• **Objective**
Extract each record and reproduce it exactly.

## Start

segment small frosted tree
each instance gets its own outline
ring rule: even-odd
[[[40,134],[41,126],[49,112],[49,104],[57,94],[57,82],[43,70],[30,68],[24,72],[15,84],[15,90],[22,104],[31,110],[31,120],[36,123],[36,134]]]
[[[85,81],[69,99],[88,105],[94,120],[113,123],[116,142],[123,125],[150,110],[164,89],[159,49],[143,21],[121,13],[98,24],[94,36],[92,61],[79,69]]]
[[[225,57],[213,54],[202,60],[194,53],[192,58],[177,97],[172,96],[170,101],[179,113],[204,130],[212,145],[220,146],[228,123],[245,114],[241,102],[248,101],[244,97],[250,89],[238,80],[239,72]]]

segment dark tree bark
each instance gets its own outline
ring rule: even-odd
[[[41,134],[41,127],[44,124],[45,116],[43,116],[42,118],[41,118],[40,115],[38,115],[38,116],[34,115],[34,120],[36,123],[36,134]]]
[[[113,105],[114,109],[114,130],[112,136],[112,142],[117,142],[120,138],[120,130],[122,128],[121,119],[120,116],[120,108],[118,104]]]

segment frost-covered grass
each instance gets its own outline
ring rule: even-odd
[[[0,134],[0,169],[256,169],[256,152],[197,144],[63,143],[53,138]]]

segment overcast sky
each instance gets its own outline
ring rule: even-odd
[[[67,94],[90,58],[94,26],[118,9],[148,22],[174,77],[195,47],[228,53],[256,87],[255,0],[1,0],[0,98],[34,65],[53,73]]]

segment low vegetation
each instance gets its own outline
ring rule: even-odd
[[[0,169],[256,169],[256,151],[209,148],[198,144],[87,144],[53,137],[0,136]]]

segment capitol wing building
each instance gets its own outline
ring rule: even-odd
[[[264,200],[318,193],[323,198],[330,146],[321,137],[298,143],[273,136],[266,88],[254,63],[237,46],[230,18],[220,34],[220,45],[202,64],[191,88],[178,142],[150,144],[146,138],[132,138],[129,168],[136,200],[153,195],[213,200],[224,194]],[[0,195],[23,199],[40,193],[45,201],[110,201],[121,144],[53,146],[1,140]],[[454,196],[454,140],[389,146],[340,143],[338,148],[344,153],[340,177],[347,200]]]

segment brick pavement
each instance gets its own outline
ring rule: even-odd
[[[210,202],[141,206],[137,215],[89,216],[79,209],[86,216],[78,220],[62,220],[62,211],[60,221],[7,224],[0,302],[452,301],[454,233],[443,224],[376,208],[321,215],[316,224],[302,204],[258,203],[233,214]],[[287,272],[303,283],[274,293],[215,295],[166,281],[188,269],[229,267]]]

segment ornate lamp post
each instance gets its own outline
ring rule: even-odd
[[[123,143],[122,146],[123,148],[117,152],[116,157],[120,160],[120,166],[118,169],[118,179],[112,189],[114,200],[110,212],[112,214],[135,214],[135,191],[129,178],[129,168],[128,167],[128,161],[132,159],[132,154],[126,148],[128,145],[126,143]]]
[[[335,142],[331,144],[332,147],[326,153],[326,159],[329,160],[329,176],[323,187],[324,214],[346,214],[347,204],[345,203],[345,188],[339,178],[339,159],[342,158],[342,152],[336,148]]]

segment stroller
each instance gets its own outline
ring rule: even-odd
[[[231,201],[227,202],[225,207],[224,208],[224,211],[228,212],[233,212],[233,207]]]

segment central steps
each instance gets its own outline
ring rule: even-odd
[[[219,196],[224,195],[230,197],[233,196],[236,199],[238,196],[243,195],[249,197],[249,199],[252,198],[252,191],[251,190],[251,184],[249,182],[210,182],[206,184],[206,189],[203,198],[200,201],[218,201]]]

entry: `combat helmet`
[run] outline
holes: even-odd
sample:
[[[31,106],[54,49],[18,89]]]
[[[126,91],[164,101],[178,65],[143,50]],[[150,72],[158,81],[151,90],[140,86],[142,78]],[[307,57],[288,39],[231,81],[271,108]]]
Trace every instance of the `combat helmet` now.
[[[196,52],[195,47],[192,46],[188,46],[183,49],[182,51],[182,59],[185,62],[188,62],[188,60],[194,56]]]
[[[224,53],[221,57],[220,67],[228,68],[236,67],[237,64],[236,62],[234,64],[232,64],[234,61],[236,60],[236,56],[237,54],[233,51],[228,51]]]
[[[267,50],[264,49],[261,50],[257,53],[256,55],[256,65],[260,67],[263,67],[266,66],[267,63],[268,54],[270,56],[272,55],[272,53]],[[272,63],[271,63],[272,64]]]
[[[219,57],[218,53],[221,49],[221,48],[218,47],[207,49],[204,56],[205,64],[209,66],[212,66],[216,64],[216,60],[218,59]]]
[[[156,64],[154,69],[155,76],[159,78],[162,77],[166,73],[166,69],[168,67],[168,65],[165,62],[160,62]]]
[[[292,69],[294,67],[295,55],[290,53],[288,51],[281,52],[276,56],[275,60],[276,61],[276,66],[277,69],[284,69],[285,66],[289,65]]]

## End

• **Solution for this problem**
segment small frosted tree
each instance gets its own outline
ring rule: even-odd
[[[40,134],[41,126],[49,112],[49,104],[57,94],[57,82],[43,70],[30,68],[24,72],[15,84],[15,90],[22,104],[31,110],[31,120],[36,123],[36,134]]]
[[[85,81],[69,99],[88,105],[94,120],[113,123],[116,142],[123,125],[150,110],[164,89],[159,49],[143,21],[121,13],[98,24],[94,36],[92,61],[79,69]]]
[[[225,57],[213,54],[202,60],[194,53],[192,58],[177,97],[172,96],[170,101],[179,113],[204,130],[212,145],[220,146],[228,123],[245,114],[241,102],[248,101],[244,97],[250,89],[238,80],[239,72]]]

segment dark tree bark
each instance gets its own outline
ring rule: even-odd
[[[41,134],[41,127],[44,124],[45,116],[43,116],[42,118],[41,118],[40,115],[38,115],[38,116],[34,115],[34,120],[36,123],[36,134]]]
[[[113,105],[114,109],[114,130],[112,136],[112,142],[117,142],[120,138],[120,130],[122,128],[121,119],[120,116],[120,108],[118,104]]]

segment frost-covered grass
each instance gets its own outline
ring rule: even-odd
[[[0,134],[0,169],[256,169],[256,152],[197,144],[63,143],[53,138]]]

segment overcast sky
each instance gets its own outline
ring rule: even-odd
[[[67,94],[90,58],[94,26],[118,9],[148,22],[174,77],[195,47],[228,53],[256,87],[255,0],[1,0],[0,98],[34,65],[53,73]]]

segment low vegetation
each instance gets its own outline
ring rule: even-odd
[[[0,169],[256,169],[256,151],[209,148],[198,144],[87,144],[53,137],[0,136]]]

segment capitol wing building
each instance gets its own outline
ring rule: even-odd
[[[264,200],[318,193],[323,198],[330,146],[321,137],[298,143],[273,136],[266,88],[254,63],[237,46],[230,18],[220,34],[220,45],[202,64],[191,88],[178,142],[150,144],[146,138],[132,138],[129,168],[136,200],[153,195],[213,200],[224,194]],[[0,195],[23,199],[40,193],[45,201],[110,201],[121,144],[53,146],[1,140]],[[454,196],[454,140],[389,146],[340,143],[338,148],[344,153],[340,177],[347,200]]]

segment brick pavement
each instance gets its own outline
ring rule: even-odd
[[[210,202],[141,206],[137,215],[89,216],[79,209],[86,216],[78,220],[62,220],[62,211],[60,221],[7,224],[0,302],[452,301],[454,233],[443,224],[376,208],[321,215],[316,224],[302,204],[258,203],[233,214]],[[287,272],[303,283],[274,293],[215,295],[166,281],[188,269],[229,267]]]

segment ornate lamp post
each instance gets its own outline
ring rule: even-odd
[[[123,143],[122,146],[123,148],[117,152],[116,157],[120,160],[120,166],[118,169],[118,179],[112,189],[114,200],[110,212],[112,214],[135,214],[135,191],[129,178],[129,168],[128,167],[128,161],[132,159],[132,154],[126,148],[128,145],[126,143]]]
[[[335,142],[331,144],[332,147],[326,153],[326,159],[329,160],[329,176],[323,187],[324,214],[346,214],[347,204],[345,203],[345,188],[339,178],[339,159],[342,158],[342,152],[336,148]]]

segment stroller
each instance gets its own outline
ring rule: even-odd
[[[231,201],[227,202],[225,207],[224,208],[224,211],[228,212],[233,212],[233,207]]]

segment central steps
each instance gets its own outline
ring rule: even-odd
[[[219,196],[224,195],[230,197],[233,196],[236,199],[238,196],[243,195],[249,197],[249,199],[252,198],[252,191],[251,190],[251,184],[249,182],[210,182],[206,184],[206,189],[203,198],[200,201],[218,201]]]

entry: `combat helmet`
[run] outline
holes: even-odd
sample:
[[[31,106],[54,49],[18,89]]]
[[[126,91],[164,101],[178,65],[143,50]],[[150,72],[158,81],[151,90],[140,86],[142,78]],[[307,57],[288,39],[231,81],[271,108]]]
Trace every instance of the `combat helmet` now.
[[[196,52],[195,47],[192,46],[188,46],[183,49],[182,51],[182,59],[185,62],[188,62],[188,60],[194,56]]]
[[[224,53],[221,57],[220,67],[228,68],[236,67],[237,64],[236,62],[234,64],[232,64],[234,61],[236,60],[236,56],[237,54],[233,51],[228,51]]]
[[[267,50],[264,49],[261,50],[257,53],[256,55],[256,65],[260,67],[263,67],[266,66],[267,63],[268,54],[270,56],[272,55],[272,53]],[[272,63],[271,63],[272,64]]]
[[[219,57],[218,53],[221,49],[221,48],[218,47],[207,49],[204,56],[205,64],[209,66],[212,66],[216,64],[216,60],[218,59]]]
[[[156,64],[154,69],[155,76],[159,78],[162,77],[166,73],[166,69],[168,67],[168,65],[165,62],[160,62]]]
[[[292,69],[294,67],[295,55],[290,53],[288,51],[281,52],[276,56],[275,60],[276,61],[276,66],[277,69],[284,69],[285,66],[289,65]]]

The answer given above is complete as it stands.